Activity: When you copy the entries, match them exactly and omit the pictures.

(Point-per-instance localization data)

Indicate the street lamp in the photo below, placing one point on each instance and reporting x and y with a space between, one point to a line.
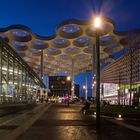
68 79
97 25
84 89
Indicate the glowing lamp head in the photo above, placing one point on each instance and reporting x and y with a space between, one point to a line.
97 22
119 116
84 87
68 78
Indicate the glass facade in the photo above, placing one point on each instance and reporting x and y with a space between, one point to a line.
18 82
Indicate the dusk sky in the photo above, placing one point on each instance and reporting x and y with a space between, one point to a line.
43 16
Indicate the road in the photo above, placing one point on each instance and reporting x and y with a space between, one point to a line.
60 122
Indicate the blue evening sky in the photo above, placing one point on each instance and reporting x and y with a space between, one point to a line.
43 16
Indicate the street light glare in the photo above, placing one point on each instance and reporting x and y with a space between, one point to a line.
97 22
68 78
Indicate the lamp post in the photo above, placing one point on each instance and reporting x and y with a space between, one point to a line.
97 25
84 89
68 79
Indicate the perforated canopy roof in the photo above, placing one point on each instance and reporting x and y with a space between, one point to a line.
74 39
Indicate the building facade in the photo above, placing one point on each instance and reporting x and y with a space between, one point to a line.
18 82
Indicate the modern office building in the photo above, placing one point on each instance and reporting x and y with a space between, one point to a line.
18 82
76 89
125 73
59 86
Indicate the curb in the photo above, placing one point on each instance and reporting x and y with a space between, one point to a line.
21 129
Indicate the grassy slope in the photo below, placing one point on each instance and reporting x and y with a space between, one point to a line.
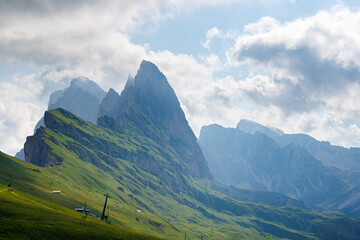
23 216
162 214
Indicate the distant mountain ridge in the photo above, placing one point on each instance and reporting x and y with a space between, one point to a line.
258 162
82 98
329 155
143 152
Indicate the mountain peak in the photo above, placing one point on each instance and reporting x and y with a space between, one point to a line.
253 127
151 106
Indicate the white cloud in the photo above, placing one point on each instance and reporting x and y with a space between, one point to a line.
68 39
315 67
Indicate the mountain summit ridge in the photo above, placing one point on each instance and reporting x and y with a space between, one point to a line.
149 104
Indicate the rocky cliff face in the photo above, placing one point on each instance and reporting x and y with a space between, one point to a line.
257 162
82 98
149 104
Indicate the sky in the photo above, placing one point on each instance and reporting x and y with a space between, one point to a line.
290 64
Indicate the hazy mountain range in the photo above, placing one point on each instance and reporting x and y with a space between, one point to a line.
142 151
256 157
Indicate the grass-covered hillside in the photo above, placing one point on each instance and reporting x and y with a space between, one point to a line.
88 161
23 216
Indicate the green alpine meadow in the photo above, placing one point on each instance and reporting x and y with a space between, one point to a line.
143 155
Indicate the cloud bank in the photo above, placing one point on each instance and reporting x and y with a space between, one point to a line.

Response to this exercise:
Indicate the street lamp in the photo below, placing one point on each instance and reporting x and y with a space between, one point to a line.
68 79
97 25
84 89
Indicate the glowing lamp head in the photo above, placing one point on each instance and reporting x and y with a space between, one point to a line.
97 22
119 116
84 87
68 78
Indicate the glass facade in the photo above, placing one point on each instance and reporting x and y with a space between, one point to a line.
18 82
Indicate the dusk sky in the photo above, placing one point on each instance and reporting x and y with a space between, one point to a line.
43 16
Indicate the road in the photo above, placing one point on each instance and reporting x and y with a space between, one point to a line.
60 122
Indicate the blue evening sky in the photo above, placing one point on each instance and reporting x and y with a space between, one point to a line.
43 16
Indicate the street light glare in the photo above, placing one point on each instance and reporting x and y with a space between, one point to a line.
97 22
68 78
Indicate the lamp post in the photo above, placing one point on each instance and reporting x and y with a space between, one point to a line.
97 25
84 89
68 79
Indicate the perforated canopy roof in the photo above, placing one point on each instance and reporting x and y with a space between, one point to a line.
74 39
Indicate the building facade in the photo above, placing one point on each instance and reporting x and y with a space between, one point to a line.
18 82
Indicate the modern office building in the photo above, placing one point on each instance and reporting x and y with a space between, one point to a line.
18 82
76 89
125 73
59 86
Indicate the curb in the photo above, placing one point on each instance and reporting x and y with a space between, one point to a line.
21 129
Indicate the grassy slope in the photo below, placing one point on each instance and reporting x and y with a space between, one point to a line.
23 216
162 214
Indicate the distant mountain ridge in the photo above, placing one point on each instance and reporting x and y with a space between, one point to a line.
258 162
82 98
329 155
143 152
Indicate the mountain peak in the photo above, placing one point on each instance and reporting x and y with a space between, one point to a line.
253 127
151 106
Indicate the white cloud in the photo above, placing one point on each instance and reporting x and y with a space between, one point to a line.
68 39
315 67
Indicate the mountain summit ridge in the photo above, placing one point on each instance and reporting x and y with a space between, one point to a line.
149 104
Indicate the rocky cliff face in the photo above, placing one point on each instance and reporting x and y with a space between, one point to a line.
257 162
82 98
149 104
Indicate the sky in the photo above, placing one point on each instance and reporting x and y with a space between, one point to a line.
290 64
Indicate the hazy mountain range in the photo above, placing one point on each instance and reporting x and y with a space between, one point to a line.
142 151
256 157
Indicate the grass-covered hillside in the photo above, placing one point on each instance and reporting x and y with a space between, one point to a line.
88 161
23 216
Indicate the green alpine meadow in the photo above, placing one point on each instance and reporting x and y with a space between, one point to a line.
143 155
Indicate the cloud bank in the photo above, placing one point on each instance and reporting x and y with a space between, one point to a line.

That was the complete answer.